▶ EXERCISE BRIEF
Please reproduce the entire news item about Terry Flenory's early release from prison, word for word.

▶ DOCUMENT TEXT

May 4, 2020 – Black Mafia Family co-founder Terry (Southwest T) Flenory was released early from prison Monday morning. The gangster gods shined brightly in Southwest T’s direction last week when he was granted sentence-relief and ordered to be let loose 6 years earlier than expected.

The 50-year old Flenory and his more well-known older brother, Demetrius (Big Meech) Flenory, were convicted in 2007 of leading the “BMF,” the biggest urban cocaine empire in American history and its most iconic and culturally relevant. BMF made hundreds of millions of dollars and established franchises around the country, embedding itself in hip-hop and underworld lore alike for its defining of New Millennium boss status in the drug game. Both Flenorys pleaded guilty and received 30-year prison sentences from U.S. District Court Judge Avern Cohn in their hometown of Detroit, Michigan.

▶ DATA EXTRACT
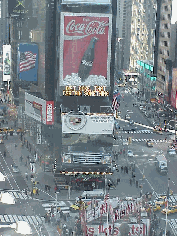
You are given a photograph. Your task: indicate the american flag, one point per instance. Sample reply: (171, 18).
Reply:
(106, 197)
(115, 104)
(27, 61)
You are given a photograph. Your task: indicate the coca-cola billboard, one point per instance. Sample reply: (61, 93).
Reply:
(85, 47)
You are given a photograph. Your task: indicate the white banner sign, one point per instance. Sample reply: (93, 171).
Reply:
(39, 134)
(87, 124)
(6, 62)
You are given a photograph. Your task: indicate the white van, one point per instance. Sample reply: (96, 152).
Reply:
(96, 193)
(161, 164)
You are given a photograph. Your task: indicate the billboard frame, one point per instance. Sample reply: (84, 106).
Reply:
(62, 36)
(6, 49)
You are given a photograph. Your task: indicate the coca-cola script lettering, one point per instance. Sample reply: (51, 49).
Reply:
(93, 27)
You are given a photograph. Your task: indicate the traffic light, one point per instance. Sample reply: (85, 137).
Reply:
(55, 164)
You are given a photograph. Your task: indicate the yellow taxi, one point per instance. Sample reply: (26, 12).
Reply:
(77, 206)
(171, 209)
(153, 207)
(160, 201)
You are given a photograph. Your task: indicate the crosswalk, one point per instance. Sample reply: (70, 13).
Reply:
(63, 206)
(32, 220)
(136, 132)
(18, 194)
(173, 225)
(145, 140)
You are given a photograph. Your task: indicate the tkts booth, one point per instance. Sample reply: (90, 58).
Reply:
(114, 212)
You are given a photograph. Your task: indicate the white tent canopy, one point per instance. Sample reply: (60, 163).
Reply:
(22, 227)
(7, 198)
(2, 177)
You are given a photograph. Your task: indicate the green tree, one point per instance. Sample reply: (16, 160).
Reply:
(124, 229)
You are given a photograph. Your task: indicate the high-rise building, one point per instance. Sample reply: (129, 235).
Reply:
(163, 43)
(138, 31)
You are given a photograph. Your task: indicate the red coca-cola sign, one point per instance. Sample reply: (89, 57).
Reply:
(85, 48)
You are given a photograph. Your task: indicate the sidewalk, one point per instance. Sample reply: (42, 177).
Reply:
(44, 178)
(40, 176)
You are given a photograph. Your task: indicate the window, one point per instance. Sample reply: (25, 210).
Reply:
(166, 8)
(165, 44)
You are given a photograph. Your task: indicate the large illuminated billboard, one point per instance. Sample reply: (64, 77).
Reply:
(85, 49)
(6, 62)
(27, 62)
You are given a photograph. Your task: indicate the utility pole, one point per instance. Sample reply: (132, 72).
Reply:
(168, 191)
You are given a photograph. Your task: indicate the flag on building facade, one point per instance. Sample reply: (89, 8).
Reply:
(115, 104)
(27, 61)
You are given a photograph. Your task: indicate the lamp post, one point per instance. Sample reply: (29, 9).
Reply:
(168, 190)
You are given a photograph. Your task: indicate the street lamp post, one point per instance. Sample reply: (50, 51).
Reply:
(168, 190)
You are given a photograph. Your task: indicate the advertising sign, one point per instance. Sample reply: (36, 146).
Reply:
(135, 229)
(35, 107)
(85, 47)
(39, 134)
(49, 112)
(87, 124)
(39, 109)
(6, 62)
(86, 1)
(27, 61)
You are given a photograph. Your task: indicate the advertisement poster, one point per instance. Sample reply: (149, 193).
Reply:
(6, 62)
(87, 124)
(49, 112)
(135, 229)
(85, 49)
(86, 1)
(27, 61)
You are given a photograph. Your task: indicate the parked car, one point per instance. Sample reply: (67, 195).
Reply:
(130, 153)
(127, 117)
(149, 143)
(125, 143)
(15, 169)
(131, 122)
(171, 152)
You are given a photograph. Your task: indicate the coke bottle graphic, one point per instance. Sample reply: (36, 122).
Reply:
(87, 60)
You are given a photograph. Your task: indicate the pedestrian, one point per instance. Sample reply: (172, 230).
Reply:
(37, 191)
(46, 187)
(130, 181)
(26, 174)
(126, 169)
(21, 158)
(55, 188)
(49, 188)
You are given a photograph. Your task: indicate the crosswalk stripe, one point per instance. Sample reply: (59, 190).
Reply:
(6, 218)
(25, 219)
(11, 218)
(15, 217)
(2, 218)
(15, 194)
(29, 218)
(70, 203)
(39, 219)
(34, 220)
(20, 218)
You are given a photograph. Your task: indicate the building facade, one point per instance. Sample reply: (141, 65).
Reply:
(138, 32)
(163, 44)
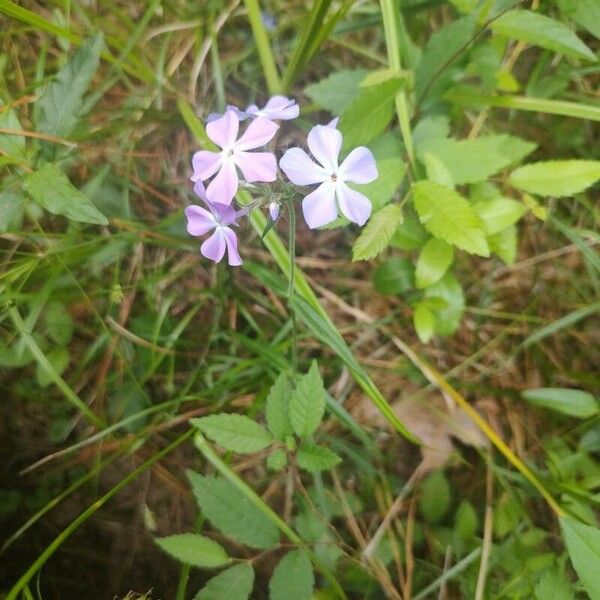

▶ FINISHED EXERCISE
May 4, 2020 – Black Mafia Family co-founder Terry (Southwest T) Flenory was released early from prison Monday morning. The gangster gods shined brightly in Southwest T’s direction last week when he was granted sentence-relief and ordered to be let loose 6 years earlier than expected.

The 50-year old Flenory and his more well-known older brother, Demetrius (Big Meech) Flenory, were convicted in 2007 of leading the “BMF,” the biggest urban cocaine empire in American history and its most iconic and culturally relevant. BMF made hundreds of millions of dollars and established franchises around the country, embedding itself in hip-hop and underworld lore alike for its defining of New Millennium boss status in the drug game. Both Flenorys pleaded guilty and received 30-year prison sentences from U.S. District Court Judge Avern Cohn in their hometown of Detroit, Michigan.